* DATASET CONTENT *
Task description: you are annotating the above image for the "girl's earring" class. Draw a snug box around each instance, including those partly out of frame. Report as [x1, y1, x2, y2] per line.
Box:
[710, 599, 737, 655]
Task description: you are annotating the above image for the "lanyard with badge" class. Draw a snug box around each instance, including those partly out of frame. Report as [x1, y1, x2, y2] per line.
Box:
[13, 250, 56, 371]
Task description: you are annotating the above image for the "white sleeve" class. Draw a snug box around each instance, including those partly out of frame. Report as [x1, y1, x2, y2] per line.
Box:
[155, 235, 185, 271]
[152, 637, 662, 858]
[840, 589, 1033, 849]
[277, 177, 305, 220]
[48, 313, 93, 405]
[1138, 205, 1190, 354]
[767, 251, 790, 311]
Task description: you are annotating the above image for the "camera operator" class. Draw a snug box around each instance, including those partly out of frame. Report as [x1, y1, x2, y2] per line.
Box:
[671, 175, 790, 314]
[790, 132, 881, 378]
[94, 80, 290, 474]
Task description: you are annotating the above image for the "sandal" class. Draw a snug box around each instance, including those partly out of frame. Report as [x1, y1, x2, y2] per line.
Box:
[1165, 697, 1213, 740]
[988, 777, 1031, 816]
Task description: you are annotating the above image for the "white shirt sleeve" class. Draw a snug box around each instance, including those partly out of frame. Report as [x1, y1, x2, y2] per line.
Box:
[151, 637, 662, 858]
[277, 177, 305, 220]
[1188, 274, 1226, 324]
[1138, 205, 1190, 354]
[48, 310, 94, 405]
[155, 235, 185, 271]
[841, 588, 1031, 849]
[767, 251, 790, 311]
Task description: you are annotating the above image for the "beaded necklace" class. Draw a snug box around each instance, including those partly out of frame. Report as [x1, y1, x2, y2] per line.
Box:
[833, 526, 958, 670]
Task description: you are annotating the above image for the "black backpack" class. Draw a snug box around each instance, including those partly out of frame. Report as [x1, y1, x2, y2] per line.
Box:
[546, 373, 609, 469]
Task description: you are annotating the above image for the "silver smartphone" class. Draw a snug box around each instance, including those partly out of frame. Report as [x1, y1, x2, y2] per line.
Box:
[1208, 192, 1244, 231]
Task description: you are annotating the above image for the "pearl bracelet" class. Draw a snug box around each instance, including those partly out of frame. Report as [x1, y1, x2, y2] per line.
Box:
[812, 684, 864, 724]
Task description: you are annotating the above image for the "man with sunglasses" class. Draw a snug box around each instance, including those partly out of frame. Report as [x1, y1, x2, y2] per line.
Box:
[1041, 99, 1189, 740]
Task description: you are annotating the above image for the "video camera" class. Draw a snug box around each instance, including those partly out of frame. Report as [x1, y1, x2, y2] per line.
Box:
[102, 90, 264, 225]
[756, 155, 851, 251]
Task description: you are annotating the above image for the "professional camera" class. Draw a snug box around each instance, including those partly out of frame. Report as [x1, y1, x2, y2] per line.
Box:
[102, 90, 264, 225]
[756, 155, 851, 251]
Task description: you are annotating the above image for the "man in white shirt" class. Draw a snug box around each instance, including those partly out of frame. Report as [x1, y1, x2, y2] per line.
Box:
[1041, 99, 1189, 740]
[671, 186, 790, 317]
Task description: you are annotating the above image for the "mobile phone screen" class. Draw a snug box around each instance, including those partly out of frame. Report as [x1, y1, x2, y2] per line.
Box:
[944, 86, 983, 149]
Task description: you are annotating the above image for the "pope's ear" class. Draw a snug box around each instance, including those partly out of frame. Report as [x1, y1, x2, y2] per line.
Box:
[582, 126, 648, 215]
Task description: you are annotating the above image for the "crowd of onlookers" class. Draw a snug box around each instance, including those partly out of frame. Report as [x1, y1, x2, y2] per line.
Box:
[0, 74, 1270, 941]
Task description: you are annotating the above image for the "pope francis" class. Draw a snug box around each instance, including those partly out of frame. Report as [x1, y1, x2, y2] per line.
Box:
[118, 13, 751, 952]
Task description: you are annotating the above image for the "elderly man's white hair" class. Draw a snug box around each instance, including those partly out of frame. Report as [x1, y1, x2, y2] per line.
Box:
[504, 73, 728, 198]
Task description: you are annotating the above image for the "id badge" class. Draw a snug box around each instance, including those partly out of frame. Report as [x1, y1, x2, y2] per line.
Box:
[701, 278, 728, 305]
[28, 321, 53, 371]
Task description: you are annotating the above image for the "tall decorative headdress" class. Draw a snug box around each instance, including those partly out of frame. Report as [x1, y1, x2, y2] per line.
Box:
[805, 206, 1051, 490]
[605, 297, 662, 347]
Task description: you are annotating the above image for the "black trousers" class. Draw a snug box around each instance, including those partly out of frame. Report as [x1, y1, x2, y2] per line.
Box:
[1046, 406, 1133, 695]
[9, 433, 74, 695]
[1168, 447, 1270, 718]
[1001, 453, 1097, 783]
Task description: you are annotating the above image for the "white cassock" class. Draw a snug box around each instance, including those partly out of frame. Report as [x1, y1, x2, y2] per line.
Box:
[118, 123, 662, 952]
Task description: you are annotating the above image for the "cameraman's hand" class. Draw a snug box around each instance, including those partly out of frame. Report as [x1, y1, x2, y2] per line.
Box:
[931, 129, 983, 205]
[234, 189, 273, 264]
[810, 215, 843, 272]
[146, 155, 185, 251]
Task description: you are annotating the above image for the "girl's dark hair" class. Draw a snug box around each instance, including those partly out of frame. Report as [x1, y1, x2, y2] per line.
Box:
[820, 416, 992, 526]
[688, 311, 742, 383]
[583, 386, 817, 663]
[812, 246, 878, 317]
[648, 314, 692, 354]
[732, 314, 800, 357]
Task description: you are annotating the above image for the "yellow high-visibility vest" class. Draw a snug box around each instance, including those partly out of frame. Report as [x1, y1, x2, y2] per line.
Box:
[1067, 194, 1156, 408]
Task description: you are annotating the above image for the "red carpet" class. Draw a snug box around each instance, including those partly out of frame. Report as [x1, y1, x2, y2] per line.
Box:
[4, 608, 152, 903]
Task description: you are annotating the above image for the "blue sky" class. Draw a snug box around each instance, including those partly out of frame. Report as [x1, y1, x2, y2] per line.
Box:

* YOUR GOAL *
Render the records above as a JSON list of strings, one string per line, from the first line through the line containing "[13, 250, 56, 371]". Leave out any blank lines.

* SOLUTION FOR THIS PROBLEM *
[
  "Task description: you are annotating the above image for the \"girl's earring\" class. Draw a snug box around each instance, including those partly out of frame. Report as [x1, y1, x2, y2] per line.",
  "Box:",
  "[710, 599, 737, 655]",
  "Task description: you are annotating the above image for the \"lanyard with badge\" class. Draw a snug box around each instance, including those partly out of frame. Report as [x1, y1, x2, y2] per line.",
  "Box:",
  "[13, 250, 56, 371]"
]